[EXERCISE PASSAGE Boundary: Start]
I discovered the singing and writing of Connie Converse via the Facebook page of Mary Lou Lord, a wonderful singer and writer herself, whom I was lucky enough to meet at the “Bottom of the Hill” club in San Francisco back in the mid 1990s.
I doubt I will have luck enough to meet Ms. Converse, though. As Cord Jefferson writes in this beautiful profile of her, “In the summer of 1974, just before her 50th birthday, Connie Converse composed some letters to her family and friends. In them, she applauded the downfall of Richard Nixon and said she was going to head west and take another shot at a new life. She then packed up her Volkswagen Beetle and drove out of Ann Arbor. It was the last time anyone in her family ever saw or heard from her.”
Connie Converse never signed a recording contract. With her friend Gene Deitch she made some rough and very beautiful recordings that he shopped around to labels, getting no bites. Such spooky, soulful work. I’m delighted Daniel Dzula & David Herman have remastered the old tapes to make “How Sad, How Lovely.”
[EXERCISE PASSAGE Boundary: End]
▸ ACTIVITIES:
[1] Quote the passage on Connie Converse from "I discovered the" up to and including "the mid 1990s.".
[2] In the passage on Connie Converse, what car did she pack up before driving out of Ann Arbor?
[PROVIDED INFORMATION Boundary: Start]
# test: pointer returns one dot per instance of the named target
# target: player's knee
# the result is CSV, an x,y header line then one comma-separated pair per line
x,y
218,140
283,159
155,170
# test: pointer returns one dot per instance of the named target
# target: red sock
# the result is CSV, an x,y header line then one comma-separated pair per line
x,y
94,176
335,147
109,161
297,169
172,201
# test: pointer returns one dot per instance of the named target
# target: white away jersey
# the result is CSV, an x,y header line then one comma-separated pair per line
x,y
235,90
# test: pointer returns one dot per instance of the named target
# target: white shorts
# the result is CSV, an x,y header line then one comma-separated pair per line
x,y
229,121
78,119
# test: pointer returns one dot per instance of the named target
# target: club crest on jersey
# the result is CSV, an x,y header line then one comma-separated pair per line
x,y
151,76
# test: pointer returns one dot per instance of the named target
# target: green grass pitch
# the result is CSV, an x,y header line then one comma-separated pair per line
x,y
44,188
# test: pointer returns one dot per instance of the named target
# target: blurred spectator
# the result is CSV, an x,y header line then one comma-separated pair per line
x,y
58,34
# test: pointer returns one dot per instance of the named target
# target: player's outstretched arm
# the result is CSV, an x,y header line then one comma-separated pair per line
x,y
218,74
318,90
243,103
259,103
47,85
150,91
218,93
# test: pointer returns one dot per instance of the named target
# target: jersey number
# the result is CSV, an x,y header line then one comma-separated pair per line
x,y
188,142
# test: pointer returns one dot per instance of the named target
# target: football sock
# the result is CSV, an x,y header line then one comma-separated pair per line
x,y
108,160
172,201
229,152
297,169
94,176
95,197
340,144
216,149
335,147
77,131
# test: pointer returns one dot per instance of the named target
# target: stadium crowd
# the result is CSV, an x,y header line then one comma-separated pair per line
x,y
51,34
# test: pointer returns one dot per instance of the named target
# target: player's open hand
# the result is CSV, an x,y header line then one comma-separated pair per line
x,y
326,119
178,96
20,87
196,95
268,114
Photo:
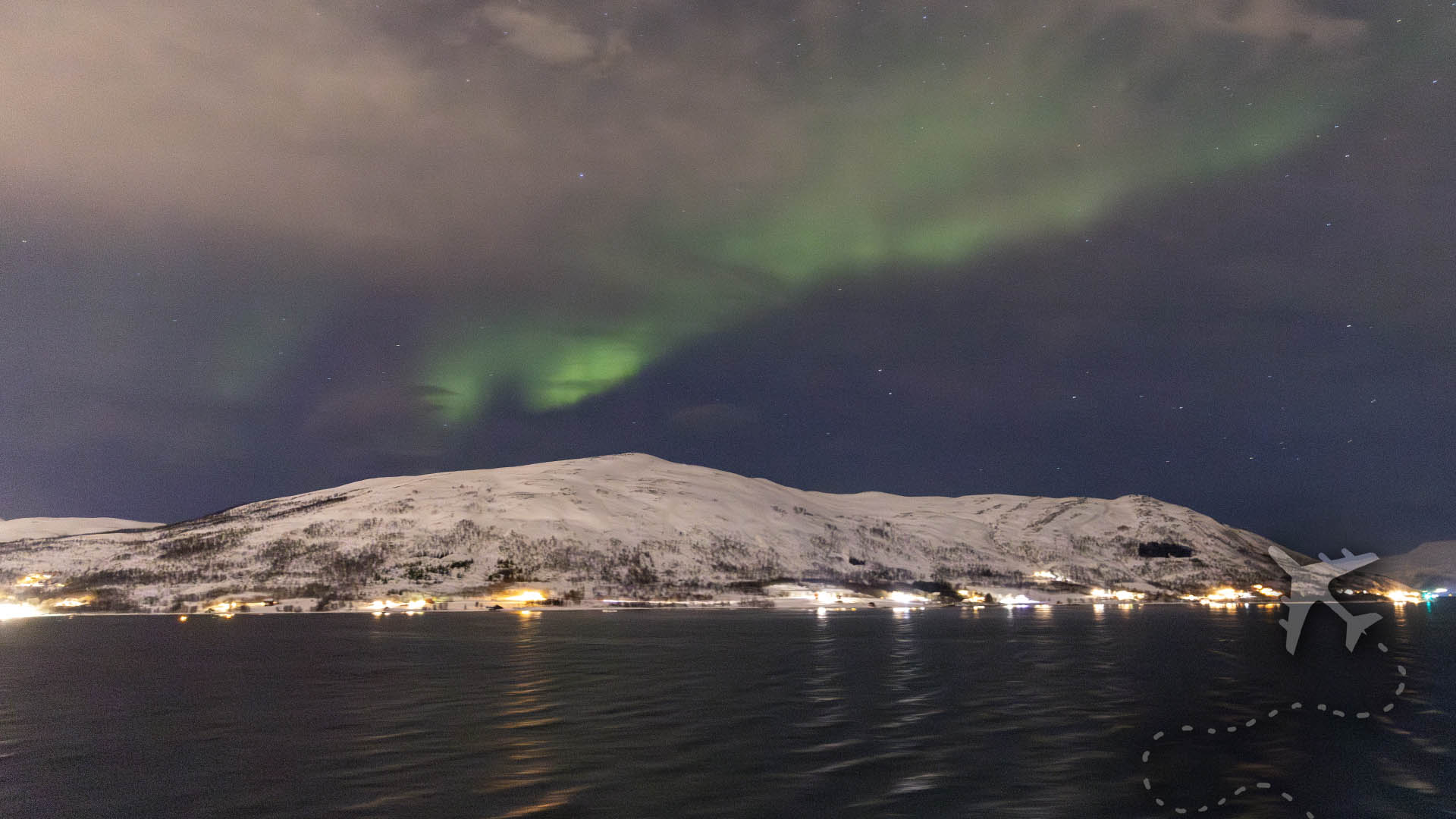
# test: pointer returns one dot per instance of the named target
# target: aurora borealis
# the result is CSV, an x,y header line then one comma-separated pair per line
x,y
251,251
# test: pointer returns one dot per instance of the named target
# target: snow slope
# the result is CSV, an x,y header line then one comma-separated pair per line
x,y
22,528
1427,566
634,522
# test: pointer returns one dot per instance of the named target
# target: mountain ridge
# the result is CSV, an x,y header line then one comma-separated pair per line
x,y
638,525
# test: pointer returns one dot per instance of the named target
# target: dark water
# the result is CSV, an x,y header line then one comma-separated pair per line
x,y
1037,713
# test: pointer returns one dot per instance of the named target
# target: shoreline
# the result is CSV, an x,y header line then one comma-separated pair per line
x,y
747,605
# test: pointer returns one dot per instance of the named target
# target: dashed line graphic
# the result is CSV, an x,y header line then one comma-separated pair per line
x,y
1251,723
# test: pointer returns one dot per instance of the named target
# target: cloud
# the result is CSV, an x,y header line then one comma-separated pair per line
x,y
539,37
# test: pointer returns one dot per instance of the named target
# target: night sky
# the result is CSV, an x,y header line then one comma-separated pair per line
x,y
1200,251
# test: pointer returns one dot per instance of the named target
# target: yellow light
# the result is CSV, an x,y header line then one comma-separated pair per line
x,y
528,596
15,611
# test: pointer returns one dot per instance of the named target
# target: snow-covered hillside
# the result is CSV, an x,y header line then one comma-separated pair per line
x,y
1429,566
629,523
22,528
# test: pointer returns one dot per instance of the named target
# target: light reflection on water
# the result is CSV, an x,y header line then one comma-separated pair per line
x,y
1034,711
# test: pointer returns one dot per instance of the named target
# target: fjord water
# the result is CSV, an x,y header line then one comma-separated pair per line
x,y
1019,713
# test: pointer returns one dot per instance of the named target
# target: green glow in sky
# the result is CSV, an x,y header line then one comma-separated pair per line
x,y
929,162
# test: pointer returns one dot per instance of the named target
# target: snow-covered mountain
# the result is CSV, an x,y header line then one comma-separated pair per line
x,y
626,523
1427,566
33,528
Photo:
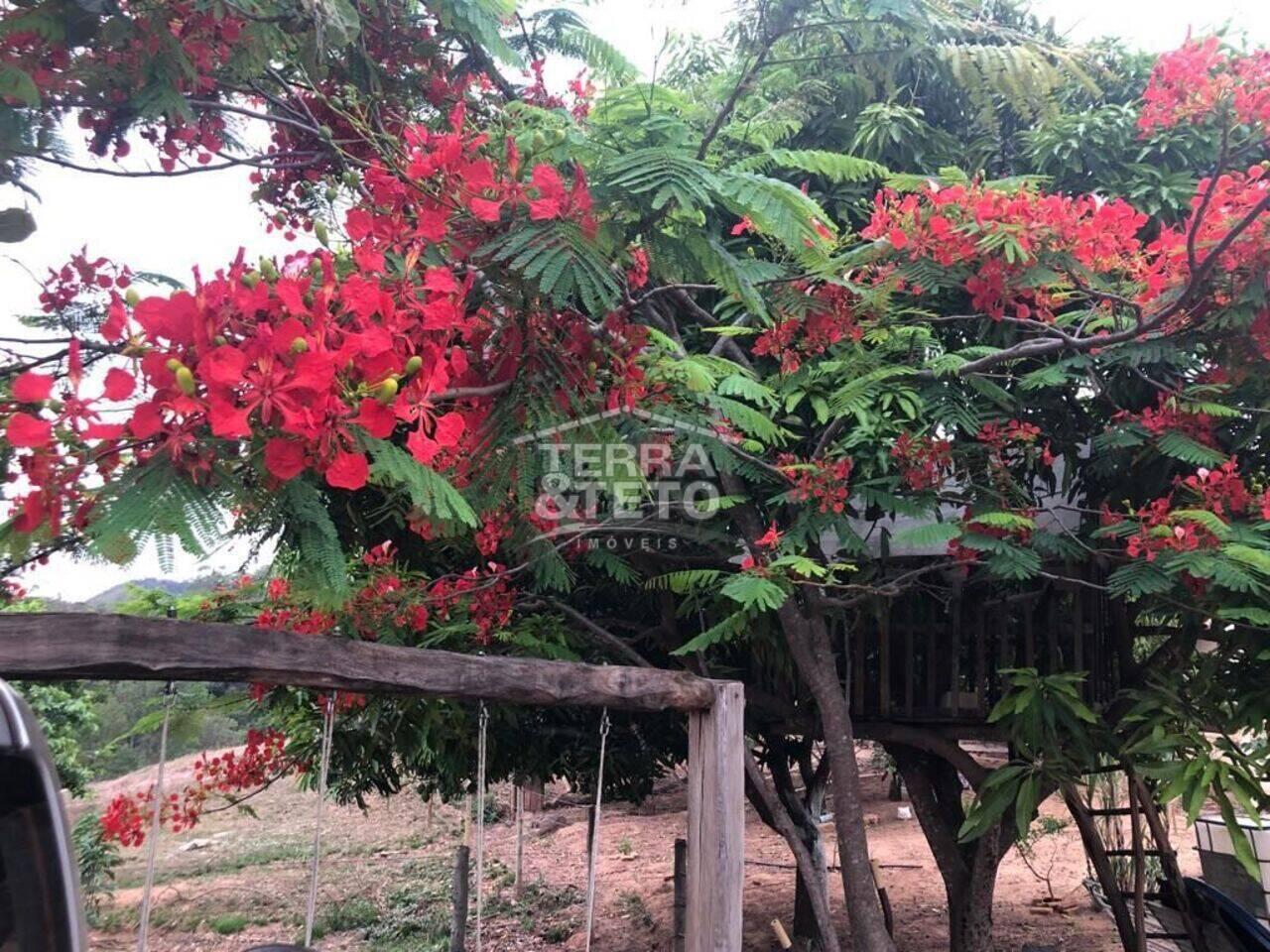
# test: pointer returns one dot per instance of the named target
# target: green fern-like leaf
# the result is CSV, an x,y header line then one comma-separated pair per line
[PROVIDED INFORMATION Boundary: End]
▸ EXERCISE ANSWERS:
[1]
I discovered the singing and writing of Connie Converse via the Facebook page of Mary Lou Lord, a wonderful singer and writer herself, whom I was lucky enough to meet at the “Bottom of the Hill” club in San Francisco back in the mid 1990s.

[2] A Volkswagen Beetle.